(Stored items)
**********
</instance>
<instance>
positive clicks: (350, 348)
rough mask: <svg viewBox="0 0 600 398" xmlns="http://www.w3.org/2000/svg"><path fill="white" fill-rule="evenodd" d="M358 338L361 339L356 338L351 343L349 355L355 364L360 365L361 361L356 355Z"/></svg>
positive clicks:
**********
*DESCRIPTION OF THE TASK*:
In which lines of the records does the word "positive" appear? Copy each of them.

*TASK SOLUTION*:
positive clicks: (350, 348)
positive clicks:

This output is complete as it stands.